If zombies seem infinitely spongy as functional allegories, it’s their non-hierarchic function that retains the kernel of their monstrousness.

The 20 Best Zombie Movies of All Time
Photo: Well Go USA

Zombie movies not only endure, but persist at the height of their popularity, neck and neck with vampire stories in a cultural race to the bottom, their respective “twists” on generic boilerplate masking a dead-eyed derivativeness. For the zombie film (or comic book, or cable TV drama), that boilerplate was struck by George A. Romero’s Night of the Living Dead, and its subsequent sequels established a loose conception of the undead threat: lumbering, beholden to no centralized authority, sensitive to headshots and decapitations.

### Objectives
1. Answer these questions using the zombie-film passage:
(a) What kind of story are zombie movies described as being "neck and neck" with?
(b) Which film is credited with establishing the boilerplate for the zombie film?
(c) What aspect of zombies is said to retain the kernel of their monstrousness?
2. Duplicate a section of the zombie-film passage, beginning at the words "Zombie movies not" and stopping after the words "headshots and decapitations.".
The rows that follow are drawn from a separate source.

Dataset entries

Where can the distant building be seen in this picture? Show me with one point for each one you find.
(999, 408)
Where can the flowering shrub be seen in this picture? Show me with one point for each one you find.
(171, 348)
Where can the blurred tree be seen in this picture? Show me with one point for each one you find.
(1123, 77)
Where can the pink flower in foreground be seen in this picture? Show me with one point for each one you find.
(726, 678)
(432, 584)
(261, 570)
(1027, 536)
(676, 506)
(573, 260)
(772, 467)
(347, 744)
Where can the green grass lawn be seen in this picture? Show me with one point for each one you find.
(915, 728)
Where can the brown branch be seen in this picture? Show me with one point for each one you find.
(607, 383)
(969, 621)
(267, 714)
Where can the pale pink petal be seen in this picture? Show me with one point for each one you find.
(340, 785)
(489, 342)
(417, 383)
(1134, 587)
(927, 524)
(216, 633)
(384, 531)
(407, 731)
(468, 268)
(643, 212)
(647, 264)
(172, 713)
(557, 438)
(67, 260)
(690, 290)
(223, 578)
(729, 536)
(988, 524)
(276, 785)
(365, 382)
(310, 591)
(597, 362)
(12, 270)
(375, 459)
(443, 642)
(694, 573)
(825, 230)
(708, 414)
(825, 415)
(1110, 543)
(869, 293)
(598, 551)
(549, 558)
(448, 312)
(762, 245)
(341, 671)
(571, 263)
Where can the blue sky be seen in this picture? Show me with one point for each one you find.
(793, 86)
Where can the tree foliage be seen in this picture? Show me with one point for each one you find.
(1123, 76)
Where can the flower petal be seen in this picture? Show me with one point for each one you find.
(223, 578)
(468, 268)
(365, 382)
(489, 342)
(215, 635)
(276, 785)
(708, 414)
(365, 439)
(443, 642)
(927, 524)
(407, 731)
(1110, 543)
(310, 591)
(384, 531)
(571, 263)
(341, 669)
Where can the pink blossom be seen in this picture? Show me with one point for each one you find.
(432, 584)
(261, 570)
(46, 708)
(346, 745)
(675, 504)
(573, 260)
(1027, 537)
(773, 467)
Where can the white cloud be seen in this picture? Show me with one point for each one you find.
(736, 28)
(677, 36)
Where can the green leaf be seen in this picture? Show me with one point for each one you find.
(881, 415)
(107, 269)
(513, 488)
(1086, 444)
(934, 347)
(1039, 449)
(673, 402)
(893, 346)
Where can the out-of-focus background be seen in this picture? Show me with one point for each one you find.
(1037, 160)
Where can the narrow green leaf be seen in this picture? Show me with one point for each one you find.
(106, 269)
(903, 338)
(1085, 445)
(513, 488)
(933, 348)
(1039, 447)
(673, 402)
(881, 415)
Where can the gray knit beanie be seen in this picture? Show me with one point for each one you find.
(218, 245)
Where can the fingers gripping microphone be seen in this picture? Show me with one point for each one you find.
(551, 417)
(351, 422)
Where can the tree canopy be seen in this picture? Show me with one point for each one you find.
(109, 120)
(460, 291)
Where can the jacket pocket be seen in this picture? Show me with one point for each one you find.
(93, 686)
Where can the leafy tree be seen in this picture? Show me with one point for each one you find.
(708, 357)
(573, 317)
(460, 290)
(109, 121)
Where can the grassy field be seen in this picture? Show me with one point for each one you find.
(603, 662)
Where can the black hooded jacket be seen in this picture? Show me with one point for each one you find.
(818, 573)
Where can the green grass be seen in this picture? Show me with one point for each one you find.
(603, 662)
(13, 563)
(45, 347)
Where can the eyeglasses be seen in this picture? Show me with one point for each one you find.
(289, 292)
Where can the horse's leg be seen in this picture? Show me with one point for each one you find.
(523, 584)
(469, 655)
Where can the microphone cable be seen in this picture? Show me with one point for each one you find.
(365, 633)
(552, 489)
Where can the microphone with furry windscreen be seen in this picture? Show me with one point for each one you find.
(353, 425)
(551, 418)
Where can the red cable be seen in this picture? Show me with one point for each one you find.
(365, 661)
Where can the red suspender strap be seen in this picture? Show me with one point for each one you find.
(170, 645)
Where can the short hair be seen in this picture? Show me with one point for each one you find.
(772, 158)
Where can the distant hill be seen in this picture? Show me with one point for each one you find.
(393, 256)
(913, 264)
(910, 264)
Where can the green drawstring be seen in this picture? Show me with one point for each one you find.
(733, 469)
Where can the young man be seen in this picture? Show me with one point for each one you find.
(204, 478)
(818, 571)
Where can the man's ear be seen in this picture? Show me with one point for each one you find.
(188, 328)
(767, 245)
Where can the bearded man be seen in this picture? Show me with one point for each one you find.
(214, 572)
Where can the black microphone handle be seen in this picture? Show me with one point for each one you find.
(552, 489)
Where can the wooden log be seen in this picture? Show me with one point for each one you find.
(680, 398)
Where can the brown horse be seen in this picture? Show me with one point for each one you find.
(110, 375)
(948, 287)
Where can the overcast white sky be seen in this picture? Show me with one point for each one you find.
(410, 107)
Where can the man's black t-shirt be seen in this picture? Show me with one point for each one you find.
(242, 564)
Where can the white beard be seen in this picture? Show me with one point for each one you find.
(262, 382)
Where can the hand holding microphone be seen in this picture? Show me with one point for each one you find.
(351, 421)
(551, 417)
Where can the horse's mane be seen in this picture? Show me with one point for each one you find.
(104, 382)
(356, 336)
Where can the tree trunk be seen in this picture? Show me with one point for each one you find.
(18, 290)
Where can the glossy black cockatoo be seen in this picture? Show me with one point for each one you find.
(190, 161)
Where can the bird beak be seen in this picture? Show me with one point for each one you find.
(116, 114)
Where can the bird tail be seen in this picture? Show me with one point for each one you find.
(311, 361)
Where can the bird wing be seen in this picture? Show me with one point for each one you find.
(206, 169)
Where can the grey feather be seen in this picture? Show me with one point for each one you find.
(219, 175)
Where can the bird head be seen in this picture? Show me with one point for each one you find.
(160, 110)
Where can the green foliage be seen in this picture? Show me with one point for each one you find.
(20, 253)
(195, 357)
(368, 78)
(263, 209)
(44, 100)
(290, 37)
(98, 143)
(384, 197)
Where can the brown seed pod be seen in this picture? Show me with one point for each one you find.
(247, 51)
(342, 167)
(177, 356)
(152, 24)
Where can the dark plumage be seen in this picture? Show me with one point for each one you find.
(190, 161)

### Worked solutions
1.
(a) Vampire stories.
(b) George A. Romero's Night of the Living Dead.
(c) Their non-hierarchic function.

2.
Zombie movies not only endure, but persist at the height of their popularity, neck and neck with vampire stories in a cultural race to the bottom, their respective “twists” on generic boilerplate masking a dead-eyed derivativeness. For the zombie film (or comic book, or cable TV drama), that boilerplate was struck by George A. Romero’s Night of the Living Dead, and its subsequent sequels established a loose conception of the undead threat: lumbering, beholden to no centralized authority, sensitive to headshots and decapitations.